* Belge metni *
Sadr, parlamento seçimlerinin ertelenmesine karşı çıktı

Mukteda Es-Sadr (Reuters)
Mukteda Es-Sadr (Reuters)
TT

Sadr, parlamento seçimlerinin ertelenmesine karşı çıktı

Mukteda Es-Sadr (Reuters)
Mukteda Es-Sadr (Reuters)

6 Haziran 2021'de yapılması planlanan parlamento seçimlerini ertelemeyi reddettiğini açıklayan Mukteda Es-Sadr liderliğindeki Sadr Hareketi, il meclisi seçimlerinin de aynı gün düzenlenmesi çağrısında bulundu.
Siyasi güçler, yerel ve parlamento seçimlerinin aynı günde düzenlenmesi meselesini, ilan edilmemiş bir siyasi anlaşmanın ifadesi olarak değerlendirdi. Seçim Komisyonu eski üyesi Mikdad eş-Şerifi, Şarku’l Avsat’a yaptığı açıklamada şunları söyledi:
“Tüm siyasi güçler, seçimlerin ertelenmesine karşı olduklarını ilan ediyorlar. Ancak karar, hükümetin planladığı gibi haziran ayında hem parlamento hem de il meclisleri seçimlerini bir gün içerisinde yapması zor olan Bağımsız Yüksek Seçim Komisyonu’nda olacak. Siyasi güçler seçimi 6’ıncı ayda değil de 10’uncu ayda yapmak istiyorlar. Ancak sebebini açıkça belirtmiyorlar. Maliyetleri düşürmek ve aynı ilçede birden fazla adayı bulunan bazı blokların sıkışmamasını sağlamak için parlamento seçimleri ve il meclisi seçimlerinin aynı gün içerisinde yapılmasına ilişkin karar Seçim Komisyonu’na aittir. Cumhurbaşkanlığı tarafından sonuçlandırılan il meclisleri kanununu parlamentoya sevk edilecek. Bu da pratikte tarihi 29 Ekim'e ertelemek anlamına geliyor.”

* Görev a *
Seçim haberinde büyük harfle başlayan özel adla anılan bütün kişi ve kuruluşları sırala. Her birini bir kez, metindeki en uzun adıyla yaz.

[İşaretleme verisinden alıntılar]

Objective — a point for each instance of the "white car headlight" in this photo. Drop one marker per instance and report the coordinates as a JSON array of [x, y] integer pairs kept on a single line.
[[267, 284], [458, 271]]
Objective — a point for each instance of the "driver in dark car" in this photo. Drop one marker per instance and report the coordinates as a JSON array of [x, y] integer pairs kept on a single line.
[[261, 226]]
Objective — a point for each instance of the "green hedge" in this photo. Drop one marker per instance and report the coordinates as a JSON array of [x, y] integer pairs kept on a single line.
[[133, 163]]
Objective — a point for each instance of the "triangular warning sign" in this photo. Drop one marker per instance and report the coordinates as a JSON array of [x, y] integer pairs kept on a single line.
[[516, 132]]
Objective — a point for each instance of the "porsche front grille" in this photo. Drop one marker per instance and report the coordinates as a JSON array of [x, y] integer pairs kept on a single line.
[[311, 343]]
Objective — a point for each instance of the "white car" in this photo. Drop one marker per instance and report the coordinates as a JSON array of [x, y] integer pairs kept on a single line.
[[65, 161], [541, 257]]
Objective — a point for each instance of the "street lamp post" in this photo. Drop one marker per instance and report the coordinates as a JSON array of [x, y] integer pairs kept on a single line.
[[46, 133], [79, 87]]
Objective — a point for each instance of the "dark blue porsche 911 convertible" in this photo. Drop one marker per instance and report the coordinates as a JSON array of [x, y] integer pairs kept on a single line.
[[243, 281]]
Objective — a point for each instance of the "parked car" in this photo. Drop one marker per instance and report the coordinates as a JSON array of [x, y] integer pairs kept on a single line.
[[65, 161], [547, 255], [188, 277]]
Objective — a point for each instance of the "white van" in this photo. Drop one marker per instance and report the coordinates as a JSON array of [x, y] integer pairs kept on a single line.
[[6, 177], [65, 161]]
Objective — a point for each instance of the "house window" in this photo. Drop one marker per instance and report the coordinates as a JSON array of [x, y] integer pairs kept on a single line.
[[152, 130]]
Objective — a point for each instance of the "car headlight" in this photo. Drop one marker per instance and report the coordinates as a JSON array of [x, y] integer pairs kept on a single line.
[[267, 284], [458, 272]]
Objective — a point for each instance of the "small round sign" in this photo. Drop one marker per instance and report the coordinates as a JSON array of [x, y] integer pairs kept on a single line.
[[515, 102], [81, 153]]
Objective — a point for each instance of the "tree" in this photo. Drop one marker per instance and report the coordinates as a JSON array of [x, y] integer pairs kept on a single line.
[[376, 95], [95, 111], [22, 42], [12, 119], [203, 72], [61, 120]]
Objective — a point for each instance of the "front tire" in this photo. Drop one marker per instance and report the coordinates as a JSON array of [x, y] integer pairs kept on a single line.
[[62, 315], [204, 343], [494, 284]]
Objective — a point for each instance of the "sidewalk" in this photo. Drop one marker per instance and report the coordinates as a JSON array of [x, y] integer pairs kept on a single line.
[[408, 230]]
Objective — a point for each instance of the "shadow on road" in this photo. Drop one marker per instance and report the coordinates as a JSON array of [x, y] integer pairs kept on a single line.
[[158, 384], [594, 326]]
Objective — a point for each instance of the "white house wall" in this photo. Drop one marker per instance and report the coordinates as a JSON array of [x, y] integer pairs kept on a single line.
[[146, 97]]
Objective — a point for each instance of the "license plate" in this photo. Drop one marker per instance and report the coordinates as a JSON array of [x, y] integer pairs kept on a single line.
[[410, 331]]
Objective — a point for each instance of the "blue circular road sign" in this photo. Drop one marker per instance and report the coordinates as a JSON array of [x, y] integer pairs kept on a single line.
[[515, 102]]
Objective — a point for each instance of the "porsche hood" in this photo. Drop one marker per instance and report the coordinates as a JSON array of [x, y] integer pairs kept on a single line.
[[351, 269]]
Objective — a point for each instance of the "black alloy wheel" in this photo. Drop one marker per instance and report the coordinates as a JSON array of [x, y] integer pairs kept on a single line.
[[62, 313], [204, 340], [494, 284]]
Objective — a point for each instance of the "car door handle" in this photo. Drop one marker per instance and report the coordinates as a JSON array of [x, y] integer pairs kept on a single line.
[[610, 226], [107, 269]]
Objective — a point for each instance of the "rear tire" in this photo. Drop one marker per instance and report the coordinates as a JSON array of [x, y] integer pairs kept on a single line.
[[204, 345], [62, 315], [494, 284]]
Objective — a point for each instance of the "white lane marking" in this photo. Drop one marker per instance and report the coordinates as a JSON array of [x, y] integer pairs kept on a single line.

* Görev b *
Listenin ilk satırından "[[311, 343]]" geçen satıra kadar, iki uç da dahil, bütün satırları hiç değiştirmeden yeniden yaz.

* Beklenen çıktı a *
- Mukteda Es-Sadr
- Reuters
- Sadr Hareketi
- Mikdad eş-Şerifi
- Şarku'l Avsat
- Bağımsız Yüksek Seçim Komisyonu
- Cumhurbaşkanlığı

* Beklenen çıktı b *
Objective — a point for each instance of the "white car headlight" in this photo. Drop one marker per instance and report the coordinates as a JSON array of [x, y] integer pairs kept on a single line.
[[267, 284], [458, 271]]
Objective — a point for each instance of the "driver in dark car" in this photo. Drop one marker per instance and report the coordinates as a JSON array of [x, y] integer pairs kept on a single line.
[[261, 226]]
Objective — a point for each instance of the "green hedge" in this photo. Drop one marker per instance and report the coordinates as a JSON array of [x, y] integer pairs kept on a single line.
[[133, 163]]
Objective — a point for each instance of the "triangular warning sign" in this photo. Drop one marker per instance and report the coordinates as a JSON array of [x, y] integer pairs kept on a single line.
[[516, 132]]
Objective — a point for each instance of the "porsche front grille" in this photo. Drop one marker per instance and report the coordinates as a JSON array of [x, y] integer pairs kept on a single line.
[[311, 343]]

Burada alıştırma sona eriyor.